## Directive
Rewrite all the entries below, swapping "written like the sample" for "in the same format as the sample" wherever it occurs and leaving everything else unchanged.

## Raw records
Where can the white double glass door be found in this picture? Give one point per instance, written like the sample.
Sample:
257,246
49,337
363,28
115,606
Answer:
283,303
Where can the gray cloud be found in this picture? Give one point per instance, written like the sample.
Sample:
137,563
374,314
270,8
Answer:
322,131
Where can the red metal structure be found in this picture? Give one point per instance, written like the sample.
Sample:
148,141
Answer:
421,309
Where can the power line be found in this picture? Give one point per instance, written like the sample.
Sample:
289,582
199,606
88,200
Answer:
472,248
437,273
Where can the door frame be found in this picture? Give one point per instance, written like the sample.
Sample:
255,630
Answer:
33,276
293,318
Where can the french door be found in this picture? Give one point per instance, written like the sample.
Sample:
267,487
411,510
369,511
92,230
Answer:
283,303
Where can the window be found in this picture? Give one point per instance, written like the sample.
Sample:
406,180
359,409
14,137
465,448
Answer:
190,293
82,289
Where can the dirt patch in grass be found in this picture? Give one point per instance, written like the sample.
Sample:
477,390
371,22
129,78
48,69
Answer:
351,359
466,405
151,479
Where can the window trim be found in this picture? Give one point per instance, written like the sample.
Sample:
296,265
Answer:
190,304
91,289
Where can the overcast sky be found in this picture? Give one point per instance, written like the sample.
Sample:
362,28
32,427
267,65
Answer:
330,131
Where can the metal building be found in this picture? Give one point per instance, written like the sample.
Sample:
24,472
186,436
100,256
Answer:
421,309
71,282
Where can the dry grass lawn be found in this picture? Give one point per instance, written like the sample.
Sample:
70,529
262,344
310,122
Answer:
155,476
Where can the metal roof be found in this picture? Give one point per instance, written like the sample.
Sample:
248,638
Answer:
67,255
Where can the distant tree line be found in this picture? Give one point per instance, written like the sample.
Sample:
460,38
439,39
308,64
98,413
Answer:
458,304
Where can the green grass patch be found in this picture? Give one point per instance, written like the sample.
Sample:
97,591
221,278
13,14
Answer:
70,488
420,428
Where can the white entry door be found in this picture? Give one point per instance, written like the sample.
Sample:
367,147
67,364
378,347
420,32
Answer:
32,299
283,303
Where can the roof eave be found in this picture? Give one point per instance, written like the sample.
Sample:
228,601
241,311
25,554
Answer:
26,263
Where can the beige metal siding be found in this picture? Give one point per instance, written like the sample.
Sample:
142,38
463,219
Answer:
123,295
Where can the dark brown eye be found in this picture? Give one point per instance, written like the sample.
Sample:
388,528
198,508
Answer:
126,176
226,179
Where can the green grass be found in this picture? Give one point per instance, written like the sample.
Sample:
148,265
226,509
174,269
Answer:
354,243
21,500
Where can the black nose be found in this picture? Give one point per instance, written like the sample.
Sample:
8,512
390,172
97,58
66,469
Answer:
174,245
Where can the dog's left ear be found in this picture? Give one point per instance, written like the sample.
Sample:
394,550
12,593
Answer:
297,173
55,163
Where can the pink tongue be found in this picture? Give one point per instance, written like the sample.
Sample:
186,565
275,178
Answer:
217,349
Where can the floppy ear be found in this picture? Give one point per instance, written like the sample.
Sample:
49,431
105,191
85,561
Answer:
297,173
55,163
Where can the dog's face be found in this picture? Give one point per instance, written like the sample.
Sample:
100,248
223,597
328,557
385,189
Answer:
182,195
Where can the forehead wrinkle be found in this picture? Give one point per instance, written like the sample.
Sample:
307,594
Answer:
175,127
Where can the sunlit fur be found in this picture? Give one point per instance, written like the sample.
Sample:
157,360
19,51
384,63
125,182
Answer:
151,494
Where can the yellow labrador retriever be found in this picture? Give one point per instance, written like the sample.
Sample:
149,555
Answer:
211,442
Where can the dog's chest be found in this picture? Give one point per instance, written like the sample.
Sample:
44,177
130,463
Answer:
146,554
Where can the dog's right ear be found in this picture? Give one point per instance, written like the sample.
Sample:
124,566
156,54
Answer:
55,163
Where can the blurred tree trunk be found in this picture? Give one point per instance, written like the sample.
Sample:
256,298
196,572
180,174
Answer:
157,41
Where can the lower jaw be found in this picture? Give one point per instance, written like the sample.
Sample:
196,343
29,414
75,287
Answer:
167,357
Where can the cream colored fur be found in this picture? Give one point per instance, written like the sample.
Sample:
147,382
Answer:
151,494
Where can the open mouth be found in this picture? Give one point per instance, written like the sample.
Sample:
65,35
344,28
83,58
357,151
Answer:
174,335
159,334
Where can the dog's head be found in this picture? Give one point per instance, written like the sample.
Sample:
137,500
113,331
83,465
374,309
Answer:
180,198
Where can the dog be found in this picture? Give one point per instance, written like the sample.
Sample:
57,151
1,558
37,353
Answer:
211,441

## Task solution
Where can the white double glass door be found in this picture? Give one point per instance, in the same format as the sample.
Sample:
257,246
49,337
363,28
115,606
Answer:
283,303
Where can the gray cloud be found in this picture? Give one point per instance, in the same format as the sample.
Sample:
137,563
374,314
270,8
Answer:
322,131
Where can the red metal structure be found in this picture? Give one point per instance, in the same format as the sample.
Sample:
148,141
Answer:
421,309
Where can the power line be found in this picture? Give one point per instance, in the same format as the sample.
Sample:
289,582
199,606
88,200
Answer:
472,248
437,273
Where can the door frame be found in this picture? Give one point per instance, in the same format as the sample.
Sample:
255,630
Answer:
33,276
293,318
Where can the french door be found in this picture? Give one point per instance, in the same format as the sample.
Sample:
267,487
411,510
369,511
92,230
Answer:
283,303
Where can the window be found in this picture? Give one point per instance, in the same format as the sample.
Sample:
406,180
359,409
14,137
465,448
Answer:
190,293
82,289
Where can the dirt patch in grass be found in this picture? Give one point per instance, in the same format as the sample.
Sample:
477,390
371,22
129,78
48,69
Answer:
351,359
466,405
151,479
Where can the window trim be found in this picture? Give one point per instance, in the same format as the sample.
Sample:
296,265
Answer:
190,304
91,289
Where can the overcast sky be found in this picture? Give one point per instance, in the same format as the sample.
Sample:
362,28
32,427
267,65
Answer:
330,131
Where can the metal building be found in this picture? Give one point per instance, in the same format as the sample.
Sample:
24,472
186,436
100,256
Answer:
421,309
71,282
Where can the dry grass lawn be found in this picture? Give one point per instance, in the same format as the sample.
Sample:
70,529
262,344
310,122
Answer:
155,476
Where can the metal roof be found in this picture? Give one point per instance, in the same format as the sample.
Sample:
248,638
Answer:
67,255
Where can the distant tree line be found in this picture? Give one point per instance, in the same format as the sample.
Sample:
460,38
439,39
308,64
98,413
Answer:
458,304
Where can the green grass patch be found in this picture? Give one point per instance, in the same format as the sample.
Sample:
97,591
221,278
13,14
Answer:
70,488
420,428
Where can the white entry door be found in this picture? Give one point per instance, in the same format as the sample.
Sample:
367,147
67,364
378,347
420,32
Answer:
32,299
283,303
Where can the roof eave be found in this picture? Give one point per instance, in the same format as the sample.
Sample:
228,601
241,311
25,554
Answer:
26,263
Where can the beige metal siding be found in this picture? Give one point per instance, in the same format as the sample.
Sample:
142,38
463,219
Answer:
123,295
Where can the dark brown eye be found in this picture? Give one point per instance, in the same format as the sample.
Sample:
388,528
198,508
Answer:
126,176
226,179
Where can the green grass be found in this picture? Give one point per instance, in the same format as the sample.
Sample:
148,265
226,509
174,269
Answer:
354,243
21,500
Where can the black nose be found in this picture? Give one point per instance, in the same format as the sample.
Sample:
8,512
390,172
97,58
66,469
Answer:
174,245
Where can the dog's left ear be found in this picture? Give one point per instance, in the same format as the sample.
Sample:
394,550
12,593
Answer:
297,173
55,163
Where can the pink tongue be found in this picture? Give one point per instance, in the same format as the sample.
Sample:
186,565
275,178
Answer:
217,349
Where can the floppy ear be found in this picture? Give one point per instance, in the same format as the sample.
Sample:
49,431
105,191
85,561
Answer:
297,173
55,163
Where can the dog's face be found in this picture? Give one point per instance, in the same format as the sample.
Sample:
100,248
223,597
328,557
385,189
Answer:
182,195
Where can the forehead wrinkle be found in this picture? Give one point per instance, in the same format as the sample.
Sample:
307,594
Answer:
175,127
Where can the sunlit fur be found in this picture? Give one point per instance, in the same format as the sample.
Sample:
157,360
19,51
384,63
125,182
Answer:
151,494
Where can the yellow labrador retriever be found in this picture? Give one point per instance, in the same format as the sample.
Sample:
149,555
Answer:
211,442
Where can the dog's chest be found in this picture? Give one point per instance, in the same format as the sample.
Sample:
44,177
130,463
Answer:
146,554
Where can the dog's right ear be found in this picture? Give one point per instance, in the same format as the sample.
Sample:
124,566
156,54
Answer:
55,163
Where can the blurred tree trunk be found in this picture? Give one point per instance, in the same format as the sample.
Sample:
256,298
196,572
180,174
Answer:
157,41
Where can the lower jaw be found in this picture? Give one point per instance, in the same format as the sample.
Sample:
196,343
29,414
75,287
Answer:
167,357
Where can the cream colored fur be found in this picture? Give one point per instance, in the same format as the sample.
Sample:
147,382
Answer:
151,494
Where can the open mouth be found in this picture? Give one point per instance, in the same format as the sample.
Sample:
65,35
344,28
83,58
357,151
Answer:
174,335
159,334
Where can the dog's head be found in this picture? Give one point per instance, in the same format as the sample.
Sample:
137,500
113,331
83,465
374,309
Answer:
180,198
Where can the dog be found in this picture? Give one point per instance, in the same format as the sample.
Sample:
57,151
1,558
37,353
Answer:
211,441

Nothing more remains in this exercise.